### TEXT PROVIDED

• Loading metrics

Global variation in sequencing impedes SARS-CoV-2 surveillance

Global variation in sequencing impedes SARS-CoV-2 surveillance

  • Dana C. Crawford, 
  • Scott M. Williams


Surveillance is essential to successful, rapid response of infectious disease outbreaks. While public health surveillance has historically focused on monitoring clinical cases and consequences of infection (e.g., case reports and hospitalizations) [1], technological advances in genomic sequencing rooted in the Human Genome Project and other large-scale investments in human genetics and genomic research and technologies now allow the unprecedented opportunity for pathogen surveillance down to base pair patterns of variation. Despite the availability and ubiquity of sequencing in several countries, the adoption of genomics as a strategy for pathogen surveillance has been slow, difficult, and inconsistent.

An extreme example of the slow adoption is that, as of early April 2021, the United States ranked 33th in the world in Severe Acute Respiratory Syndrome Coronavirus 2 (SARS-CoV-2) sequencing for variant surveillance, up from 36th a few weeks earlier [24]. For a country that led the sequencing of the human genome more than 2 decades ago, the lack of accrual of sequencing data in the midst of this pandemic is unbelievable and problematic. Capacity and expertise exist across several key academic centers and industry partners, yet these resources remained relatively dormant until recently with fewer than 7,000 new sequences the week of March 6 from more than 415,000 new cases in the same period [57]. At that point in time, several commentaries and interviews [2,3,8] provided factors associated with this genomic bottleneck, e.g., lack of funding, lack of robust sample tracking and data pipelines, and strict regulations governing biospecimen and data sharing. These variables, which are not unique to the US, have been successfully addressed by other countries such as Denmark and the United Kingdom (UK) [9]. Given the role of the US in developing and utilizing sequencing technologies in the study of human diseases, initial failure to extend this into the study of SARS-CoV-2 to track viral mutations and improve public health represents a troubling, self-inflicted barrier to battling Coronavirus Disease 2019 (COVID-19), especially in light of the high prevalence of SARS-Cov-2 infection in the US over the past year.

### WORK REQUEST
Rewrite the passage on SARS-CoV-2 sequencing, from "Surveillance is essential" to "difficult, and inconsistent.", replacing "genomic sequencing" with "genome sequencing".

### SOURCE DATA
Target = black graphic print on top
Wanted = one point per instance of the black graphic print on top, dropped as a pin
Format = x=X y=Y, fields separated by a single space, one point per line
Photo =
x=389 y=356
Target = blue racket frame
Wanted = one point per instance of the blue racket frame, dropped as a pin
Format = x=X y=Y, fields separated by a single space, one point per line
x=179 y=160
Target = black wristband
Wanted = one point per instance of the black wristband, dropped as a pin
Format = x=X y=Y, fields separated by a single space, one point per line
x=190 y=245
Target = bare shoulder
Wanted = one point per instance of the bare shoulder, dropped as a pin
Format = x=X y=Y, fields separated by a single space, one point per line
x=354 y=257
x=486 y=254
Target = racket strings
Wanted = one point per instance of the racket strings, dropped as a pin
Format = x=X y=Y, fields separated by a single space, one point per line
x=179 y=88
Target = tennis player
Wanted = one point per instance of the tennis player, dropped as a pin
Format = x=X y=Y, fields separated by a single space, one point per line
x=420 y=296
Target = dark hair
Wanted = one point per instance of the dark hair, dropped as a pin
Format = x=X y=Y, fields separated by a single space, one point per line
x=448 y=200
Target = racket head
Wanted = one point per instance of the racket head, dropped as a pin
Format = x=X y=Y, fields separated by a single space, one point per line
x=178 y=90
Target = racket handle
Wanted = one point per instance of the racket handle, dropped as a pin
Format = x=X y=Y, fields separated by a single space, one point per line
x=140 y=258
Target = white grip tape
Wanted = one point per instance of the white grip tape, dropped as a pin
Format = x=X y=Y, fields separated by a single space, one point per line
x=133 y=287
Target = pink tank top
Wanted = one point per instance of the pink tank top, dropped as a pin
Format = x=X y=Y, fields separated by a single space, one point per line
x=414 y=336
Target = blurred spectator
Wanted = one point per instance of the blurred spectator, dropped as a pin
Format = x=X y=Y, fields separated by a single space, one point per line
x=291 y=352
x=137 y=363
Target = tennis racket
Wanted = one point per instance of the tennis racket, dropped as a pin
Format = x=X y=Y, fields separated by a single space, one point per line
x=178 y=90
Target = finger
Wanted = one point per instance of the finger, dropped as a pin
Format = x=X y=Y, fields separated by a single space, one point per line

### EXPECTED ANSWER
Surveillance is essential to successful, rapid response of infectious disease outbreaks. While public health surveillance has historically focused on monitoring clinical cases and consequences of infection (e.g., case reports and hospitalizations) [1], technological advances in genome sequencing rooted in the Human Genome Project and other large-scale investments in human genetics and genomic research and technologies now allow the unprecedented opportunity for pathogen surveillance down to base pair patterns of variation. Despite the availability and ubiquity of sequencing in several countries, the adoption of genomics as a strategy for pathogen surveillance has been slow, difficult, and inconsistent.